- _阅读材料_
____________________
• 4sum


    Given an array S of n integers, are there elements abc, and d in S such that a + b + c + d = target? Find all unique quadruplets in the array which gives the sum of target.

    Note:

    • Elements in a quadruplet (a,b,c,d) must be in non-descending order. (ie, a ≤ b ≤ c ≤ d)
    • The solution set must not contain duplicate quadruplets.
        For example, given array S = {1 0 -1 0 -2 2}, and target = 0.
    
        A solution set is:
        (-1,  0, 0, 1)
        (-2, -1, 1, 2)
        (-2,  0, 0, 2)

    同3sum相似。不过我用map超时。map底层是平衡二叉树,取一个元素不是O(1),也许是这个原因超时。
    lass Solution {
    public:
        vector<vector<int> > fourSum(vector<int> &num, int target) {
            //if(num.size()<=3)return NULL;
            vector<vector<int>> re;
            map<vector<int>,int> m_re;
            map<int,int> m;
            for(int i = 0 ; i < num.size(); i++) m[num[i]]++;
            
            for(map<int,int> ::iterator it4 = m.begin();it4 != m.end();it4++ )
            {
                if(it4->second <=0)continue;
                int tar3 = target - it4->first;
                m[it4->first]--;
                //3sum
                for(map<int,int> ::iterator it3 = it4 ;it3 != m.end();it3++ )
____________________
- _数据摘录_
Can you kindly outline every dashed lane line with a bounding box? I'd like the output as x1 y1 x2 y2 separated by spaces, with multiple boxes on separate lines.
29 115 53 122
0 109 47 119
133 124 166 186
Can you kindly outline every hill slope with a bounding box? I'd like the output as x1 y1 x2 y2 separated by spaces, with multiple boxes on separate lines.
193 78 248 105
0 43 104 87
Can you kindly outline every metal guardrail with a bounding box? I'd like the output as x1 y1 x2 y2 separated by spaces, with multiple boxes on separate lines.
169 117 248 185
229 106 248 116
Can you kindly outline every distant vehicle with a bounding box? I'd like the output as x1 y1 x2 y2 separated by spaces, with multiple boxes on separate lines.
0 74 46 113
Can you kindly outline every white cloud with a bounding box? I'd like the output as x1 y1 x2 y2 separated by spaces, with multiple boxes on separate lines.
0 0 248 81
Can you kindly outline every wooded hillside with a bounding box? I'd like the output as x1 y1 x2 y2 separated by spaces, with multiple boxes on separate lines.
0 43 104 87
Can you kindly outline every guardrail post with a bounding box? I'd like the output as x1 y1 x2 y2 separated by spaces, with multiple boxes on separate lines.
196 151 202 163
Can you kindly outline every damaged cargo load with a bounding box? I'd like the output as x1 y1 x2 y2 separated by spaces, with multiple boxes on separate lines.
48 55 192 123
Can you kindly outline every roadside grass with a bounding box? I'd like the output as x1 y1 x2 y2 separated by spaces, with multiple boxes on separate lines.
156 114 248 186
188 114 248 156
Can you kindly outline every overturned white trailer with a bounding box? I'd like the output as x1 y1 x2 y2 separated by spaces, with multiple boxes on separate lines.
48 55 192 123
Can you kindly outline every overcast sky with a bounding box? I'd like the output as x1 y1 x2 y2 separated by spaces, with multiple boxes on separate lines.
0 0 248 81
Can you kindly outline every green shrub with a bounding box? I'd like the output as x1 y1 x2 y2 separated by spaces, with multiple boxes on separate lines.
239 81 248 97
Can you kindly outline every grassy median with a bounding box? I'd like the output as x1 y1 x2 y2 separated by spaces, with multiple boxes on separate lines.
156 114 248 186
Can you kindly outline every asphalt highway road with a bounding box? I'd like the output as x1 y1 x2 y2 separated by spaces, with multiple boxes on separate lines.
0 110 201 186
____________________
- _任务说明_
续写上面讨论四数之和（4sum）问题的那段文字，从它最后一行之后接着写下去。

- _最终答案_
                {
                    if(it3->second <= 0) continue;
                    int tar2 = tar3 - it3->first;
                    m[it3->first] --;
                    //2sum
                    for(map<int,int> ::iterator it2 = it3 ;it2 != m.end();it2++)
                    {
                        if(it2->second <= 0) continue;
                        int tar1 = tar2 - it2->first;
                        m[it2->first] --;
                        if( m[tar1] >0)
                        {
                            vector <int>temp;
                            temp.push_back(it4->first);
                            temp.push_back(it3->first);
                            temp.push_back(it2->first);
                            temp.push_back(tar1);
                            //sort(temp.begin(),temp.end());
                            
                            //if(m_re.find(temp) == m_re.end() )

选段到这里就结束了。